With no support system to help him out of the hole he had dug, Polunin left the UK in 2012 for Moscow and the Stanislavski Music Theatre. “Doors were being slammed in my face,” he says. Stanislavski was “the only place that would take me”. “And that was the most dangerous point for me,” he goes on. “Because at that age you don’t listen to anybody. But thank God I still had the discipline of going to class, and that gave me the structure I needed to get through. If I hadn’t had that, if I hadn’t had dance…” he shrugs. “Really ballet saved my life.” It wasn’t until 2015 that the fog started to lift, and David LaChapelle’s video is still more powerful when you know that while it was being filmed, Polunin was making one of the biggest decisions of his life: whether or not to leave ballet behind. “It was nine hours of crying. Because for a long time when I asked myself how I would feel if I was told I could never dance again the answer was just ‘relief’. And actually I would sometimes pray that an injury would mean it would all be over.” And yet at the end of those nine hours dancing in an empty barn the sunlight streams through “and I was clear then that I had to come back and dance. Not because anyone was telling me to or because I wanted something in exchange for it, but for the pure joy of it.”

 

salvation sergei polunin
Polunin in Steven Cantor’s 2016 film Dancer

Now that Polunin doesn’t take drugs or drink any more, “I feel so totally, totally… awake,” he says, breaking into his childlike smile. He has dabbled in acting a bit – “It’s like being a child again – and like with sport there is such a team spirit,” he says, and as well as appearing in Steven Cantor’s heartbreaking documentary, Dancer, he has also landed roles in big-budget films like Kenneth Branagh’s current all-star adaptation of Murder on the Orient Express and next year’s spy thriller, Red Sparrow, alongside Jennifer Lawrence.

 

Mainly though it’s all about doing things on his own terms. He wants to use his celebrity “to change things – because it gives you so much more power.” He has also set up a management agency that will enable dancers to work independently of home companies and theatres.

 

But it’s the mixed media Project Polunin that looks set to be his life’s work – even if the first show, which premiered at Sadler’s Wells in March, was a critical flop. “I want to create a platform like YouTube in which artists are given the freedom to create,” he says. “And there should be so many more movies with dancing involved – just look at the success of Bollywood and film La La Land. We need to unite the two mediums.”

 

Project Polunin’s Satori reunites Polunin with Natalia Osipova, the former Bolshoi ballerina. The two have been in an on/off relationship since partnering in Giselle in 2015.  Polunin once tried to remove her tattooed name from his knuckles after a fight. The Brangelina of ballet are very much together now, he tells me – “having someone who has had a similar journey together is so important.”  Although marriage is still an alien concept to him, Polunin lights up at the idea of one day becoming a father. “That would be crazy amazing. And I really hope that kids will be drawn in by Satori, because that’s what it’s about: returning to the purity you have before life breaks you. Kids have that capacity for wonder that we need to try to retain as adults.”

I defy any grown up watching Polunin dance not to feel the most basic, childlike wonder, but as I wish him the best with his project and urge him to maintain spurious “bad boy” elements, if only for the brand, there’s a moment’s awkwardness. “You want me to storm out, don’t you?” he sighs.
* * *
In the Polunin profile, which theater did Polunin join when he left the UK for Moscow in 2012? The lines are separate material with no connection to the Polunin profile.

**LISTED RECORDS:**
* * *
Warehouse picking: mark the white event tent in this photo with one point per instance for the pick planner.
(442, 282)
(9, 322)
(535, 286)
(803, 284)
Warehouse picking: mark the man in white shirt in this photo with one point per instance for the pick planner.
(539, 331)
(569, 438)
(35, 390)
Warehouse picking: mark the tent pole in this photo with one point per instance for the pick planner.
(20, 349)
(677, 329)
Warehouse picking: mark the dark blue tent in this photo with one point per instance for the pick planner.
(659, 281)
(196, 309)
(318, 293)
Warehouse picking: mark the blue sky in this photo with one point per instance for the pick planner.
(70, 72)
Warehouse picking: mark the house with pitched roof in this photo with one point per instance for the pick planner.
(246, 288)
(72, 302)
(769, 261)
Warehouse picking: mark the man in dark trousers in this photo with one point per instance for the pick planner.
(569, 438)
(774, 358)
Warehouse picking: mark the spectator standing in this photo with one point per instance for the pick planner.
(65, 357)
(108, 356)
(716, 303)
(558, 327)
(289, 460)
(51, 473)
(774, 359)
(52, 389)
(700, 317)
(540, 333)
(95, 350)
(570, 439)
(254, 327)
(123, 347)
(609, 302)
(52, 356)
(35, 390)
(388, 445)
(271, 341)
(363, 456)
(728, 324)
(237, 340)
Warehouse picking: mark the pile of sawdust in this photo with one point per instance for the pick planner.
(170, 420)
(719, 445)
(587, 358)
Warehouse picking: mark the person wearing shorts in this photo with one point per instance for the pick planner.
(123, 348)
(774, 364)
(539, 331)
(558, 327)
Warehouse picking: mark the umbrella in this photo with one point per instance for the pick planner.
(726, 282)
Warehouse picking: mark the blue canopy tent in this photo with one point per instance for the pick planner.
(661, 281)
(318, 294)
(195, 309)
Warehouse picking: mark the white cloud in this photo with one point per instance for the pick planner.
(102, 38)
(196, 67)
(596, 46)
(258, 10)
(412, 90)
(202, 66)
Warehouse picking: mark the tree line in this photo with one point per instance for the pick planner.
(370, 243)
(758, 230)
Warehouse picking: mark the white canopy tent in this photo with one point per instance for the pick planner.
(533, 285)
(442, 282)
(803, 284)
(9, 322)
* * *
**EXERCISE ANSWER:** He joined the Stanislavski Music Theatre.